*PAGE EXTRACT:*
*** Block opens ***
I feel a bit sheepish inaugurating this blog with a quotation of my own devising, but gratitude has been muchly on my mind. Phones, devices, and technology are symptomatic of our tendency to want the latest and greatest. And it extends to so many aspects of our lives… furniture, bathrooms, kitchens, vehicles, entire homes. And not just things, even relationships and people may become subject to this rampant case of upgraditis.
Gratitude gets lots of talk these days, but how much of that talk is translated into action (or in the case of upgrading, ideally to inaction)? I wonder, does some of it stem from expectations? Denmark, along with other Nordic countries, seems to regularly top the world happiness rankings. There are several theories for this, and one exploration evolved around the notion that, for one thing, Danes tend to have lower expectations. They don’t want, need, or expect a lot and so however things turn out is usually better than expected. In North America, we have many wants and high expectations. And, collectively, we sure don’t seem all that happy.
Another perspective is that all the upgrading is just a big distraction. Is it orchestrated? Is it just our human tendency? Another thing to befuddle, confuse and divert us from experiencing reality as it is. T.S. Elliot wrote, “we are distracted from distraction by distraction.” I have this notion that most things function primarily as one of: distraction, enjoyment, or edification–and that we often fool ourselves into believing that something is the second or third when really it is the first. But we may be too distracted to realize.
For those who live with the privilege of knowing that life can be better, it can paradoxically make life seem less good.
*** Block closes ***
Point localization data:
*** Block opens ***
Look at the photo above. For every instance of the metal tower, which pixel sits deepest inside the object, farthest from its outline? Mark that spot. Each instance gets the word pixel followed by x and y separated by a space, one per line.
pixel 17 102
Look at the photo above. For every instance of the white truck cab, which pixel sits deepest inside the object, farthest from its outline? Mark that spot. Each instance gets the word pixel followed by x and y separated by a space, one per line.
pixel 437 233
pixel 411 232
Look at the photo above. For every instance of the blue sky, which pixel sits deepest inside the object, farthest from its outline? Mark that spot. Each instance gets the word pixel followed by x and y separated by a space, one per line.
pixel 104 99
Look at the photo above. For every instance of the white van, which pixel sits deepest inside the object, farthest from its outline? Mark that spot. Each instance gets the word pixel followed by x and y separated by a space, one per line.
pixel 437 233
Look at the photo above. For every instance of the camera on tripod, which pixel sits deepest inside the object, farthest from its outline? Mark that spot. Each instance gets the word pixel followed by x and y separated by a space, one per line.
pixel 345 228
*** Block closes ***
*WHAT YOU NEED TO DO:*
A) Answer these questions using the blog post on gratitude and upgrading:
(i) Which country does the post say, along with other Nordic countries, seems to regularly top the world happiness rankings?
(ii) What are the three things the writer suggests most things function primarily as?
(iii) What name does the writer give to the rampant tendency to want the latest and greatest?
B) Retype everything in the blog post on gratitude and upgrading from "Another perspective is" down to "seem less good.".

*ANSWER LIST:*
A)
(i) Denmark
(ii) Distraction, enjoyment, or edification
(iii) Upgraditis

B)
Another perspective is that all the upgrading is just a big distraction. Is it orchestrated? Is it just our human tendency? Another thing to befuddle, confuse and divert us from experiencing reality as it is. T.S. Elliot wrote, “we are distracted from distraction by distraction.” I have this notion that most things function primarily as one of: distraction, enjoyment, or edification–and that we often fool ourselves into believing that something is the second or third when really it is the first. But we may be too distracted to realize.
For those who live with the privilege of knowing that life can be better, it can paradoxically make life seem less good.